Page ->
══════════

Walton, N.Y. — Andy Kastner rarely eats meat and wishes others would eat less, too.
So why, you might ask, was this man slaughtering kosher turkeys this week for Thanksgiving?
Kastner is a shochet, the fellow ordained to kill livestock according to Jewish law. But he also considers himself an educator. It’s his job, he explained, to remind the public about the cost of meat beyond the sticker price: in blood and emotion.
“It’s a profound experience that is generally written off as disgusting or brutal,” he said.
Kastner, a 29-year-old rabbinical student and Hebrew school director in New York City, wields his halaf, the carefully sharpened blade, to provide as humane a passage as possible. He aims for what he calls a “conscious kill.” After years of researching the consumer food chain, the Yeshivat Chovevei Torah student decided to take responsibility for what he and other Jews consume, he said. He also reinforced his commitment to the eco-kosher movement, which tries to meld Jewish tradition with more sustainable farming and agriculture.
Kastner is part of a small, but growing, alternative kosher meat landscape in the United States that includes several small co-ops and businesses, as well as KOL Foods, an online distributor of humanely raised and slaughtered kosher meat.
Twenty pasture-raised turkeys were to be readied on this morning at Stephan Loewentheil’s private farm in the Catskills town of Walton. Unlike his counterparts in the kosher meat industry, Kastner works in the open. Being a freelancer allows him the leeway. Kastner agreed to let The Jewish Week watch him on the job after one Northeast kosher poultry producer politely refused access and another did not return phone calls.

══════════

Recorded information ->
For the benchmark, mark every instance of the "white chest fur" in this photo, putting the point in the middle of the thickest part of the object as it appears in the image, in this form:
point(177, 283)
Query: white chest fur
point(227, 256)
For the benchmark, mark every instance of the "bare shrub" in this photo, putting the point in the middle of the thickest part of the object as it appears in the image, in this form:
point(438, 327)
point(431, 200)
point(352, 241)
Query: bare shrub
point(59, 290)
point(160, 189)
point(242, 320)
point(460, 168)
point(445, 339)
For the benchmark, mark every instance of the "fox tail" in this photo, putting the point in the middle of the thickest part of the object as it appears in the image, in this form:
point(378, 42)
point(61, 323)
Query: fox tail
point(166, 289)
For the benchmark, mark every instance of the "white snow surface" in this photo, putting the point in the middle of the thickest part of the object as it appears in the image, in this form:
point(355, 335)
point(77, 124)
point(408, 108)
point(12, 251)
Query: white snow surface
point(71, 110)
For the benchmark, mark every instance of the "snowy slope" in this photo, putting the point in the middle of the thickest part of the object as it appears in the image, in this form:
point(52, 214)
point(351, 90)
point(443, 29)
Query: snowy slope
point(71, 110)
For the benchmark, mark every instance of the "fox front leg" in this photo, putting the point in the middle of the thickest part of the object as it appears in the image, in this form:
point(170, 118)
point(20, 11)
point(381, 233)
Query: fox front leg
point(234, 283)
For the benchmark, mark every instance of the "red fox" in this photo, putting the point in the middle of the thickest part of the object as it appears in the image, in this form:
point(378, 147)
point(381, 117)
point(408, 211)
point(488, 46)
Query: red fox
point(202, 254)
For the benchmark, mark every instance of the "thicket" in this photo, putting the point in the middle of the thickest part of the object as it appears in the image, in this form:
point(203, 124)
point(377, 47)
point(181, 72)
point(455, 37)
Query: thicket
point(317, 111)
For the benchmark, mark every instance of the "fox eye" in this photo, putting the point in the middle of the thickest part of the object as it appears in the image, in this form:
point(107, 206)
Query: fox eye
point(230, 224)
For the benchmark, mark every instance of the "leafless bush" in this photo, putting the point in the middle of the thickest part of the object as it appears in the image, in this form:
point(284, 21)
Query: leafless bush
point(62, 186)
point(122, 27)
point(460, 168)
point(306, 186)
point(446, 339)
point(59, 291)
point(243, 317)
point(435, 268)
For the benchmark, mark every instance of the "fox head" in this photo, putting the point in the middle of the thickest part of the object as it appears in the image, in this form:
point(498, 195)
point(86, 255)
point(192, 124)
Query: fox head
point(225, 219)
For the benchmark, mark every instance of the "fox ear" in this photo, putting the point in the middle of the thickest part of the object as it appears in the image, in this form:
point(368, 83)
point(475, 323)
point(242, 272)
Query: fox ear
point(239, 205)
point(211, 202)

══════════

What you need to do ->
a – Translate this sentence from the kosher slaughter article into Spanish: "Unlike his counterparts in the kosher meat industry, Kastner works in the open."
b – Repeat the passage of the kosher slaughter article between "Kastner is part" and "return phone calls.", inclusive.
The data stands apart from the kosher slaughter article and is separate material.

Solutions to the tasks ->
a – A diferencia de sus colegas de la industria de la carne kosher, Kastner trabaja a la vista de todos.

b –
Kastner is part of a small, but growing, alternative kosher meat landscape in the United States that includes several small co-ops and businesses, as well as KOL Foods, an online distributor of humanely raised and slaughtered kosher meat.
Twenty pasture-raised turkeys were to be readied on this morning at Stephan Loewentheil’s private farm in the Catskills town of Walton. Unlike his counterparts in the kosher meat industry, Kastner works in the open. Being a freelancer allows him the leeway. Kastner agreed to let The Jewish Week watch him on the job after one Northeast kosher poultry producer politely refused access and another did not return phone calls.